In present decade, the consumers’ needs, demands and expectations for a healthier and more comfortable life are increasing everyday even when it comes to clothing. After fabricating the mansions of fashion and comfort, textiles are now moving towards high-tech era of performance, which has brought up diversification and expansion of technologies. The recent interest in multifunctional textiles is mainly directed to the use of specific textiles in medical therapy and prevention of deficiencies
(Sanjay and Malpani, 2013;
Thite and Gudiyawar, 2015).
Buyers always expect a high degree of wearing comfort and finishing plays an important role in achieving it. Functional finishes from the natural substrates comprises of those substances that are obtained from plants and animals that possess many advantages such as nontoxic, non-irritant, biodegradable, cost effective, easy availability
etc. Natural oils such as essential oils are being promoted to be used for finishing application due to their good efficacy without any harmful effects
(Naikwadi et al., 2017; Sayed et al., 2017). Aroma or fragrance finishing is considered as an emerging area which has tumbledown the textile industry that enhances the value of the product by utilizing the controlled release of different fragrance into fabrics, leading to the production of fragranced fabrics. The fragrance applied by use of essential oil not only provides a pleasant smell but also the beneficial effect of aromatherapy
(Ali et al., 2015).
Vetiver oil is one of the essential oils that have multifunctional values and it can be used as an eco-friendly finishing agent to impart functional properties to textiles.
Vetiveria zizanioides (Linn.) Nash is the member of the Poaceae family, also known as the
Khas-Khas,
Khas, or
Khus grass, native to India. Vetiver grass is a tall, tufted, perennial, scented grass, with a straight stem, long narrow leaves and a lacework root system. The root is the most valuable part of the grass as it contains the majority of the essential oil which has valuable aromatic and biological properties
(Bhushan et al., 2013). The cultivation of vetiver essential oil is widely scattered over Kerala, Karnataka, Tamil Nadu, Andhra Pradesh, Rajasthan and Uttar Pradesh therefore, its production can support the livelihoods of Indian farmers. The North Indian type vetiver essential oil has a good export potential due to the high quality of vetiver oil manufactured in India as compared to other countries such as Indonesia, Pakistan, Senegal, Sri Lanka, Brazil and Haiti. As a result, it is considered to be the best in the global market and attracts a very high price in international market. In 2019, the global vetiver essential oil market demand was estimated to be 408.8 tonnes. It is expected to grow at a volume-based CAGR of 7.8 per cent from 2020 and 2027
(Krishnaveni, 2016).

§ What you should do: Please list the Indian states that the passage on vetiver oil names as places where vetiver essential oil cultivation is spread.

(Stored data)
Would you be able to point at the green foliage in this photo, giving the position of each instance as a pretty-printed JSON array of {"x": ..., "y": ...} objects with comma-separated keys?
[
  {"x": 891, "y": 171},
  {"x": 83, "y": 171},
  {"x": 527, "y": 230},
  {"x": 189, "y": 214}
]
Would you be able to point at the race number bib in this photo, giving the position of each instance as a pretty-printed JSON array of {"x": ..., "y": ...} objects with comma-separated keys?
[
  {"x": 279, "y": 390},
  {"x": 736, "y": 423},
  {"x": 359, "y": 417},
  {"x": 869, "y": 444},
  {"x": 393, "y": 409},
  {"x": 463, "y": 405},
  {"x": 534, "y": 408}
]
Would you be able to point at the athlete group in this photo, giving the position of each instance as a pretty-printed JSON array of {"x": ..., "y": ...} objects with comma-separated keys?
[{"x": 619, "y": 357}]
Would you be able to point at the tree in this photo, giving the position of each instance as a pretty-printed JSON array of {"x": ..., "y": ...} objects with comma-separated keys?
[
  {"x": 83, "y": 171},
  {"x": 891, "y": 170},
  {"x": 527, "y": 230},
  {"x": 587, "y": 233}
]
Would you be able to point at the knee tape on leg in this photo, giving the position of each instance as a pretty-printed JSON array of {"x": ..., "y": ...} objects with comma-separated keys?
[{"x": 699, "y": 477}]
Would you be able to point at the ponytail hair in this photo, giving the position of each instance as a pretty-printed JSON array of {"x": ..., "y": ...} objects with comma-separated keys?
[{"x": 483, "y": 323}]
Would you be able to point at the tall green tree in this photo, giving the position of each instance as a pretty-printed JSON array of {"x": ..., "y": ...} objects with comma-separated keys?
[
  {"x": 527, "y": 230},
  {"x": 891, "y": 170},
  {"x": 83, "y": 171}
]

§ Answer for this exercise: Kerala, Karnataka, Tamil Nadu, Andhra Pradesh, Rajasthan, Uttar Pradesh